Task statement => All of the data that follows should be retyped exactly, please, except the pictures.
** Opening Data section block **
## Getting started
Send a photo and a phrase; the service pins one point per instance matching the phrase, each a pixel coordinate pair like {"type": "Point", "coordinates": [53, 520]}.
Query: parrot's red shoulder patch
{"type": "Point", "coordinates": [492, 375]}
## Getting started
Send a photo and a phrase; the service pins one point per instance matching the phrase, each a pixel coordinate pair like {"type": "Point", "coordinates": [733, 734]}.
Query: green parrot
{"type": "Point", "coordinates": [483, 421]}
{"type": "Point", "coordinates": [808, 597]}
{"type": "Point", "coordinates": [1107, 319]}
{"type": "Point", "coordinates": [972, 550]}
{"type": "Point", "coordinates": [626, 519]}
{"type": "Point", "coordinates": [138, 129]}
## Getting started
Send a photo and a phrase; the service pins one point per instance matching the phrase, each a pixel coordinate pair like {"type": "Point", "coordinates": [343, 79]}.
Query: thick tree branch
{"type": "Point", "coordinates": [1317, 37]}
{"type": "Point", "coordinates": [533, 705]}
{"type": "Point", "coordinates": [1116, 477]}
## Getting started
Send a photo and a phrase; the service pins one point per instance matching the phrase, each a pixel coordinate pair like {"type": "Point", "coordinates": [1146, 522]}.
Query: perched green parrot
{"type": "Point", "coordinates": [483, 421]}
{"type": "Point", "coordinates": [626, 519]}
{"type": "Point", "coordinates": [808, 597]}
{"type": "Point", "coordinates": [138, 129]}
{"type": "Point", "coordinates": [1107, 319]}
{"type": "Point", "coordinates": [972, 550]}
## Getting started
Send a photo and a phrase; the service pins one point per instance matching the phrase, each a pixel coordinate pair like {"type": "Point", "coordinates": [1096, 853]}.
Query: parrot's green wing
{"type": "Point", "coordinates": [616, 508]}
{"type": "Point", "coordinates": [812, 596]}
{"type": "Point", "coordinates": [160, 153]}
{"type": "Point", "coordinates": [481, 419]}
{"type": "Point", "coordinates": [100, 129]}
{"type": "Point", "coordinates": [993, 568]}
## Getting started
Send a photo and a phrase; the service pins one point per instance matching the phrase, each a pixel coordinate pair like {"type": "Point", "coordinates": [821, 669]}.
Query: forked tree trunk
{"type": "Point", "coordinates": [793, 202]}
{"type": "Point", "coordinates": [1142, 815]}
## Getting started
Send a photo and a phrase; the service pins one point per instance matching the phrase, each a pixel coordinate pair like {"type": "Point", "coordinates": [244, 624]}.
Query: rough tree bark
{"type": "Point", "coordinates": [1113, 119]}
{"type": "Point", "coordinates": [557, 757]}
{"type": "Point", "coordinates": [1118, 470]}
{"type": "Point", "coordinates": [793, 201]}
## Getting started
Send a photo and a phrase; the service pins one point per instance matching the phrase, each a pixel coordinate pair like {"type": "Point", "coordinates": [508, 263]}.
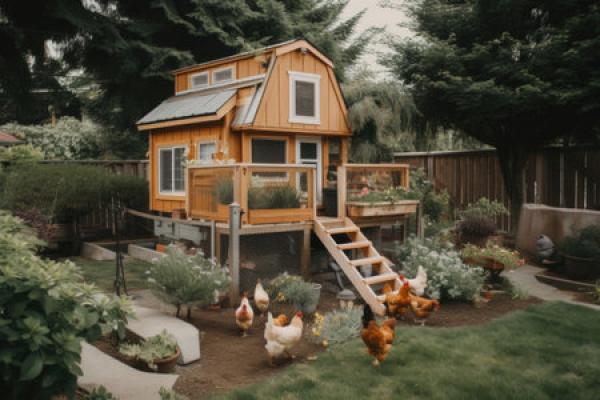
** Closing Data section block **
Result =>
## Getting started
Send a photo and a phrase; the service pins one point per instance matching the phrase, each a pixel coordinate pair like {"type": "Point", "coordinates": [53, 520]}.
Query: parrot's red shoulder patch
{"type": "Point", "coordinates": [492, 375]}
## Getting started
Send a photo and a phrase; the service pins one point per instance matching the phrase, each a pixel coordinate pair like {"type": "Point", "coordinates": [733, 734]}.
Query: green parrot
{"type": "Point", "coordinates": [483, 421]}
{"type": "Point", "coordinates": [808, 597]}
{"type": "Point", "coordinates": [1107, 319]}
{"type": "Point", "coordinates": [972, 550]}
{"type": "Point", "coordinates": [626, 519]}
{"type": "Point", "coordinates": [138, 129]}
## Getting started
Send a photo and a phrase; the service pins one point per instance matching the phrase, each a pixel coordinate pair like {"type": "Point", "coordinates": [343, 79]}.
Query: thick tree branch
{"type": "Point", "coordinates": [1317, 37]}
{"type": "Point", "coordinates": [533, 705]}
{"type": "Point", "coordinates": [1116, 477]}
## Getting started
Send a photo and a phrase; the service pins one point per instance matching the phrase, each a pixel coordinate pair like {"type": "Point", "coordinates": [1146, 522]}.
Query: perched green parrot
{"type": "Point", "coordinates": [483, 421]}
{"type": "Point", "coordinates": [626, 519]}
{"type": "Point", "coordinates": [808, 597]}
{"type": "Point", "coordinates": [138, 129]}
{"type": "Point", "coordinates": [1107, 319]}
{"type": "Point", "coordinates": [972, 550]}
## Getting started
Send a photo and a phrase; the service pins one point per instance matching the phrase, each a pixel coordinate pair like {"type": "Point", "coordinates": [1096, 853]}.
Query: parrot's green wing
{"type": "Point", "coordinates": [616, 508]}
{"type": "Point", "coordinates": [812, 596]}
{"type": "Point", "coordinates": [160, 153]}
{"type": "Point", "coordinates": [481, 419]}
{"type": "Point", "coordinates": [100, 129]}
{"type": "Point", "coordinates": [993, 568]}
## Getting started
Send a photo and a phrase; the service pins one point per instance matching the phrase, each a pixel coordinate pair like {"type": "Point", "coordinates": [821, 669]}.
Query: forked tree trunk
{"type": "Point", "coordinates": [793, 202]}
{"type": "Point", "coordinates": [1142, 815]}
## Getting started
Send a photo and a phrase; the service pins one point per instance matching the phrase, each a pixel coordinate pair like {"type": "Point", "coordinates": [244, 624]}.
Query: rough tree bark
{"type": "Point", "coordinates": [1113, 119]}
{"type": "Point", "coordinates": [557, 757]}
{"type": "Point", "coordinates": [1118, 470]}
{"type": "Point", "coordinates": [793, 201]}
## Getting started
Send a photo and a phrase; the service pins one point per instance matching the phrase, each a pixel coordinate pair like {"type": "Point", "coordinates": [508, 263]}.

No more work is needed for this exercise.